━━━━━ Dataset excerpts ━━━━━

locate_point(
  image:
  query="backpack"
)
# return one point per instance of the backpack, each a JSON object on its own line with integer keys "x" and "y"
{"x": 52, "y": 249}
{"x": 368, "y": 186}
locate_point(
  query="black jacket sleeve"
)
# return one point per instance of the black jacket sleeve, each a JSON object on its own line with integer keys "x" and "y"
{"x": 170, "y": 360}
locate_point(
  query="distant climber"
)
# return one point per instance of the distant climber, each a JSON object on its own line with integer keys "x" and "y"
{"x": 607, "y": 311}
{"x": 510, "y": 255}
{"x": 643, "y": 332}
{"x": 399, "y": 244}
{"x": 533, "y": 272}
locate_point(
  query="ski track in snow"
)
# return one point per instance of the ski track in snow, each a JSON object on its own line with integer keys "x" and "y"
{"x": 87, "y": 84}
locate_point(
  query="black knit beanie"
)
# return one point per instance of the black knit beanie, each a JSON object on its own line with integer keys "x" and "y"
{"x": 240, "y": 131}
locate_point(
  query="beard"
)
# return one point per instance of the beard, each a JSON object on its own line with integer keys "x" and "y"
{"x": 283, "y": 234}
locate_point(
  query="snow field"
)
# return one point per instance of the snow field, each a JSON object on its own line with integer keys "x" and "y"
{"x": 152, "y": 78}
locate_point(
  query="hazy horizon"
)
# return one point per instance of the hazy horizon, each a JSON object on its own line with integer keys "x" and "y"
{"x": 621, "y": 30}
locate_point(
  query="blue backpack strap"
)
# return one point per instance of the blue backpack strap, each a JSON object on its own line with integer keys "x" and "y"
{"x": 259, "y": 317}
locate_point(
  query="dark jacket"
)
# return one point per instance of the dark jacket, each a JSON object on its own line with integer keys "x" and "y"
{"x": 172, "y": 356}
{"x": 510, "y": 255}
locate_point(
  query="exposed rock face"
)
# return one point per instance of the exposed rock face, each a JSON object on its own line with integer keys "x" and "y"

━━━━━

- _Stated task_: Output the listing above without altering a single character.

- _Worked answer_:
locate_point(
  image:
  query="backpack"
)
# return one point per instance of the backpack, each a JSON object on its own line with integer keys "x" and "y"
{"x": 52, "y": 249}
{"x": 368, "y": 186}
locate_point(
  query="black jacket sleeve"
)
# return one point per instance of the black jacket sleeve, each a JSON object on its own line with integer keys "x" and "y"
{"x": 170, "y": 360}
locate_point(
  query="distant climber"
)
# return one point per instance of the distant climber, each a JSON object on its own line with integer keys "x" and "y"
{"x": 607, "y": 311}
{"x": 510, "y": 255}
{"x": 643, "y": 332}
{"x": 399, "y": 244}
{"x": 533, "y": 272}
locate_point(
  query="ski track in snow"
)
# return one point per instance of the ski track in snow, each a JSON object on its own line with integer keys "x" and "y"
{"x": 87, "y": 84}
locate_point(
  query="black knit beanie"
)
# return one point per instance of the black knit beanie, each a JSON object on its own line with integer keys "x" and "y"
{"x": 240, "y": 131}
locate_point(
  query="beard"
)
# return one point per instance of the beard, each a JSON object on its own line with integer keys "x" and "y"
{"x": 283, "y": 234}
locate_point(
  query="snow field"
)
# return one point per instance of the snow field, each a JSON object on its own line with integer keys "x" and "y"
{"x": 152, "y": 78}
locate_point(
  query="hazy horizon"
)
# return one point per instance of the hazy horizon, each a JSON object on its own line with integer keys "x" and "y"
{"x": 621, "y": 30}
locate_point(
  query="blue backpack strap"
)
# return one point per instance of the blue backpack strap, each a JSON object on its own line with integer keys "x" and "y"
{"x": 259, "y": 317}
locate_point(
  query="dark jacket"
)
# return one point per instance of the dark jacket, each a JSON object on its own line with integer keys "x" and "y"
{"x": 172, "y": 356}
{"x": 510, "y": 255}
locate_point(
  query="exposed rock face"
)
# return one point per instance of the exposed rock face, each a JSON object on its own line with integer keys "x" and "y"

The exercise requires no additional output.